• **Prompt**
Please repeat the items word for word, starting at the line that contains "the baby's hand" and stopping after the line that contains "the baby's ear". Copy only those lines, with both end lines included.

• **Data to use**
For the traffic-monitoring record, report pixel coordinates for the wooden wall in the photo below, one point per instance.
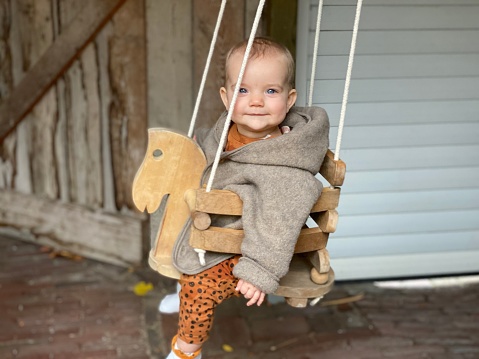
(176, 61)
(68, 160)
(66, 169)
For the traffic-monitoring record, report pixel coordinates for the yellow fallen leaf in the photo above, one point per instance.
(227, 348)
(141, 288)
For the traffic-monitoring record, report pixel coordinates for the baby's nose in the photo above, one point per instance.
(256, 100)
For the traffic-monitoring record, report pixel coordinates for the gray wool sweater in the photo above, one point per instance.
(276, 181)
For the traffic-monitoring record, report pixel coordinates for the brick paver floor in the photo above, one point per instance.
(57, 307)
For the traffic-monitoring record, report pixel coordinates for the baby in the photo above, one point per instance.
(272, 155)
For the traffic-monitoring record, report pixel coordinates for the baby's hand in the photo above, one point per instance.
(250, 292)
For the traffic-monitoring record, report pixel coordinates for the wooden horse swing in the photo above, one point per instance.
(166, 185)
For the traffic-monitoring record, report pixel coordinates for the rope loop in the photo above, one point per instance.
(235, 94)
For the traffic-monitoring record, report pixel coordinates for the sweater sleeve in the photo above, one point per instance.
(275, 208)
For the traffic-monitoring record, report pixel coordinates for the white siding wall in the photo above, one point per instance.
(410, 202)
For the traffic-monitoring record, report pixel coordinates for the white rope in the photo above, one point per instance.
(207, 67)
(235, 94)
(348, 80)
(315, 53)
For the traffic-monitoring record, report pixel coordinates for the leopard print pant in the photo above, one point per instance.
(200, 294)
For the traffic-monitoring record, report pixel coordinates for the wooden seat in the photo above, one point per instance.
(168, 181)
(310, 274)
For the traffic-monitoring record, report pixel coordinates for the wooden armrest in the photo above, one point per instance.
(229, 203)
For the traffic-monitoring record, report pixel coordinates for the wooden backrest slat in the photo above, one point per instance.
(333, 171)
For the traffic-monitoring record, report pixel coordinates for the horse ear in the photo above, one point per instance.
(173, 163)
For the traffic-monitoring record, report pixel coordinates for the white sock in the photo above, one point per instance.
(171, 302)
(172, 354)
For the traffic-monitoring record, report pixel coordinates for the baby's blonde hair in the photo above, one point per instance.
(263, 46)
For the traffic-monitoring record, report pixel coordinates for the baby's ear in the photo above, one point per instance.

...

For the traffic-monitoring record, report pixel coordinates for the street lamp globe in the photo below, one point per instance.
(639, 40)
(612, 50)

--

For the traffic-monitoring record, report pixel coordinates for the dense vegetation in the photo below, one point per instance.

• **Exercise output**
For the traffic-monitoring record, report pixel coordinates for the baby's hand in the photo above, one point per instance.
(250, 292)
For the traffic-monitoring record, report pixel coordinates for the wooden horse swing in the photo above, one point per instance.
(166, 185)
For the traffic-monitoring record, report pixel coordinates for the rope loop in the photo above, one point per instance.
(235, 94)
For the traffic-monitoring record, report pixel coordinates for the sweater sleeve in the photo above, one point per instance.
(275, 208)
For the traffic-monitoring record, report pixel coordinates for the white siding wall in the photo above, one point per instance.
(410, 202)
For the traffic-monitoring record, report pixel coordinates for the white rope in the photo above, one point per instance.
(207, 67)
(235, 94)
(348, 80)
(315, 53)
For the traffic-monitoring record, report pixel coordinates for the leopard print pant in the photo above, one point per instance.
(200, 294)
For the traffic-monitoring record, report pixel coordinates for the wooden seat in the photo above, one point per instance.
(168, 181)
(310, 274)
For the traffic-monitoring record, report pixel coordinates for the wooden armrest in the photo above, one point per instance.
(229, 203)
For the traffic-monitoring record, report pixel coordinates for the wooden backrest slat in the photo above, one point per instance.
(333, 171)
For the traffic-monitoring record, report pixel coordinates for the horse ear in the photo above, one point per instance.
(173, 163)
For the traffic-monitoring record, report pixel coordinates for the white sock in the photo above, one point per instance.
(171, 302)
(172, 354)
For the traffic-monitoring record, report pixel coordinates for the baby's blonde hair in the photo above, one point per instance.
(263, 46)
For the traffic-monitoring record, report pixel coordinates for the baby's ear in the photo above, one point per instance.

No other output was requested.